──────── Source document ────────
# Other .NET Programming > Windows Presentation Foundation (WPF) & XAML forum >  WPF Binding Problem with ObservableCollection

## EagleSparrow

I am having a problem binding a log file to a WPF list control.
My list is ObservableCollection<string>

My data changes through an even under the hood. My list should change in the window. I do not see changes. As my hardware issues events the data is updating the log file but the view is not updating.

   [Serializable]
    public class MeterLog : NotificationObject
    {
        private static MeterLog instance;
        public static MeterLog Instance 
        {
            get 
            {
                if(instance == null)
                    instance = new MeterLog();
                return instance;
            }
        }

        private MeterLog()
        {
            Title = "Debug Log\n";
            Add(string.Format("Log Timesttamp:{0}", DateTime.Now.ToShortTimeString()));
        }

        public string Title { get; set; }
        private ObservableCollection<string> log = new ObservableCollection<string>();

        public ObservableCollection<string> Log
        {
            get { return log; }
            private set { log = value;  this.RaisePropertyChanged("Log"); }
        }

        public void Add(string msg)
        {
            log.Add(msg);
        }

        public void WriteXMLFile()
────────
• [Problem set]
**1)** Translate this sentence from the WPF binding thread into Spanish: "I am having a problem binding a log file to a WPF list control."
**2)** Answer briefly from the WPF binding thread:
(a) What type does the poster give for the list?
(b) Which class does MeterLog inherit from?
(c) What property name is passed to RaisePropertyChanged?
──────── Provided information ────────
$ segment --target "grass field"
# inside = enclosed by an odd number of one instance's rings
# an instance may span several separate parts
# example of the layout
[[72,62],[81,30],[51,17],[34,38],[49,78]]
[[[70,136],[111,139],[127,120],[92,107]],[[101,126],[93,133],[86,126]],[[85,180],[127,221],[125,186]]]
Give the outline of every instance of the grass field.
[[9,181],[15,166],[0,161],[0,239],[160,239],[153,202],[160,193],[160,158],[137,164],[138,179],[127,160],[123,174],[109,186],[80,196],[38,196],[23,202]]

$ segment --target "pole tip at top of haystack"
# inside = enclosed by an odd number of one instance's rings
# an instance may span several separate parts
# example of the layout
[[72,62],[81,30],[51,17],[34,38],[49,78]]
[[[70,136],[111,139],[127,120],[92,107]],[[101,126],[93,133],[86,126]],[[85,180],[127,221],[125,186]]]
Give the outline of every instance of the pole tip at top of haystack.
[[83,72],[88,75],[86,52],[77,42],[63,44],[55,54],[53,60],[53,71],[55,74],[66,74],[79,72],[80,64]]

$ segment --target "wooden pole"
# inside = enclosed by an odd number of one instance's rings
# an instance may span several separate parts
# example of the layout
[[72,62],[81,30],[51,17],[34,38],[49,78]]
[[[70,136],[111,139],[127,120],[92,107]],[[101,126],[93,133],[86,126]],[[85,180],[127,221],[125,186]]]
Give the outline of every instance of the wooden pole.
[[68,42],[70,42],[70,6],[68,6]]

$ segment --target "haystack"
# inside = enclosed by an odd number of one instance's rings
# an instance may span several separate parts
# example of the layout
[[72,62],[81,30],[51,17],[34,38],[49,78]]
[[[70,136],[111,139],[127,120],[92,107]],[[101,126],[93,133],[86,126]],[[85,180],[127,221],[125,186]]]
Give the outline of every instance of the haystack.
────────
• [Responses to the tasks]
**1)** Tengo un problema al vincular un archivo de registro a un control de lista de WPF.

**2)**
(a) ObservableCollection<string>
(b) NotificationObject
(c) "Log"